Dataset:
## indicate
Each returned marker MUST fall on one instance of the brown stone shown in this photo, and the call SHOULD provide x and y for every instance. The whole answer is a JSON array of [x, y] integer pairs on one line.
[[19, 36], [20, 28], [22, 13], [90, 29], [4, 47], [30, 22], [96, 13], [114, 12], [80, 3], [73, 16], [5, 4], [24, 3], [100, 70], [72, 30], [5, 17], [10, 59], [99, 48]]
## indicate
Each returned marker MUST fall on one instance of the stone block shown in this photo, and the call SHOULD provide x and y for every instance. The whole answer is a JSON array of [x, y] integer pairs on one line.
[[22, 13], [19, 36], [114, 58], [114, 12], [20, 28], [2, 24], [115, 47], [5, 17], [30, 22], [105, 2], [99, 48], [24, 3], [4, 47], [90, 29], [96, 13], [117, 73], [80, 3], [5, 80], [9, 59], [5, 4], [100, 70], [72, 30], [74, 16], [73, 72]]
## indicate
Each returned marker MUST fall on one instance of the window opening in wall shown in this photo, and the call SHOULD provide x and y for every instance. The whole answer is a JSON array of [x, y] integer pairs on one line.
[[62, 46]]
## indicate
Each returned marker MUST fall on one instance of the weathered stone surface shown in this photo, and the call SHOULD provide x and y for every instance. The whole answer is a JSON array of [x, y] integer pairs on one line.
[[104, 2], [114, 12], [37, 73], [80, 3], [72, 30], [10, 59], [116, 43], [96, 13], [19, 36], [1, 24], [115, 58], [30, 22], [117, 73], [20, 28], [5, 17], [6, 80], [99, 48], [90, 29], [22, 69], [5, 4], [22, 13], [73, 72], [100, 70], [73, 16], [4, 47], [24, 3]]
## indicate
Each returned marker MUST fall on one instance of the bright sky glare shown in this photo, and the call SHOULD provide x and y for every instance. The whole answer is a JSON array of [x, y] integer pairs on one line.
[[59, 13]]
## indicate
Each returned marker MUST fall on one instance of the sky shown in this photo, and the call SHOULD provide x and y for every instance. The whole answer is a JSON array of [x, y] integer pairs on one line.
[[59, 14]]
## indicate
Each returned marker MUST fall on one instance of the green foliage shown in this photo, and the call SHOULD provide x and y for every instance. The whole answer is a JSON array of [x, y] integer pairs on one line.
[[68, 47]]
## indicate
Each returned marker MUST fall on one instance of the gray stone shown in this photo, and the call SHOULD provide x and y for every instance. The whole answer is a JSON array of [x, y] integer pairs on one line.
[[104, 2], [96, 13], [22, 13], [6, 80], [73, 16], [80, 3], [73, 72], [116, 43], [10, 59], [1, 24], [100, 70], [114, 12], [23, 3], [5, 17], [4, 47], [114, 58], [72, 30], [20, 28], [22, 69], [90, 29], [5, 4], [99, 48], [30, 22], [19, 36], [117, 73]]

What the task requires:
An exact copy of all the entries is the required answer.

Exercise solution:
## indicate
Each returned marker MUST fall on one instance of the brown stone shown in this photo, and the call SHOULD provide x and y for every instance. The whole answer is a JSON array of [x, y] integer pairs on one line.
[[19, 36], [20, 28], [22, 13], [90, 29], [4, 47], [30, 22], [96, 13], [114, 12], [80, 3], [73, 16], [5, 4], [24, 3], [100, 70], [72, 30], [5, 17], [10, 59], [99, 48]]
## indicate
Each returned marker MUST fall on one instance of the stone block shown in this photo, and the call SHOULD provide x and y for every instance. The whole answer is a JSON array of [x, y] integer pairs on one line.
[[22, 13], [19, 36], [114, 58], [114, 12], [20, 28], [2, 24], [115, 47], [5, 17], [30, 22], [105, 2], [99, 48], [24, 3], [4, 47], [90, 29], [96, 13], [117, 73], [80, 3], [5, 80], [9, 59], [5, 4], [100, 70], [72, 30], [74, 16], [73, 72]]
## indicate
Each returned marker MUST fall on one instance of the window opening in wall shown in this photo, and the call SHOULD provide x and y for every instance. The whole answer is a JSON array of [x, y] integer pairs on one line.
[[62, 46]]
## indicate
Each returned marker MUST fall on one instance of the weathered stone surface shown in this photo, and the call SHOULD provide x and y for every instance. The whole answer is a JSON array of [x, y] integer pairs on one line.
[[104, 2], [114, 12], [37, 73], [80, 3], [72, 30], [10, 59], [116, 43], [96, 13], [19, 36], [1, 24], [115, 58], [30, 22], [117, 73], [20, 28], [5, 17], [6, 80], [99, 48], [90, 29], [22, 69], [5, 4], [22, 13], [73, 72], [100, 70], [73, 16], [4, 47], [24, 3]]
## indicate
Each returned marker MUST fall on one instance of the bright sky glare shown in this photo, and the call SHOULD provide x and y for every instance. The whole answer is a JSON array of [x, y] integer pairs on one line.
[[59, 13]]
## indicate
Each returned marker MUST fall on one instance of the sky shown in this photo, and the call SHOULD provide x and y for every instance. The whole answer is a JSON array of [x, y] integer pairs on one line.
[[59, 14]]
## indicate
Each returned marker MUST fall on one instance of the green foliage shown in this photo, and the call SHOULD provide x and y for every instance. The whole answer is a JSON array of [x, y] integer pairs on one line.
[[68, 47]]
## indicate
Each returned marker MUST fall on one instance of the gray stone shown in this photo, and the call SHOULD provide x and y for every instance. The whole answer is a JSON array of [x, y] integer pairs on one line.
[[104, 2], [96, 13], [22, 13], [6, 80], [73, 16], [80, 3], [73, 72], [116, 43], [10, 59], [1, 24], [100, 70], [114, 12], [23, 3], [5, 17], [4, 47], [114, 58], [72, 30], [20, 28], [22, 69], [90, 29], [5, 4], [99, 48], [30, 22], [19, 36], [117, 73]]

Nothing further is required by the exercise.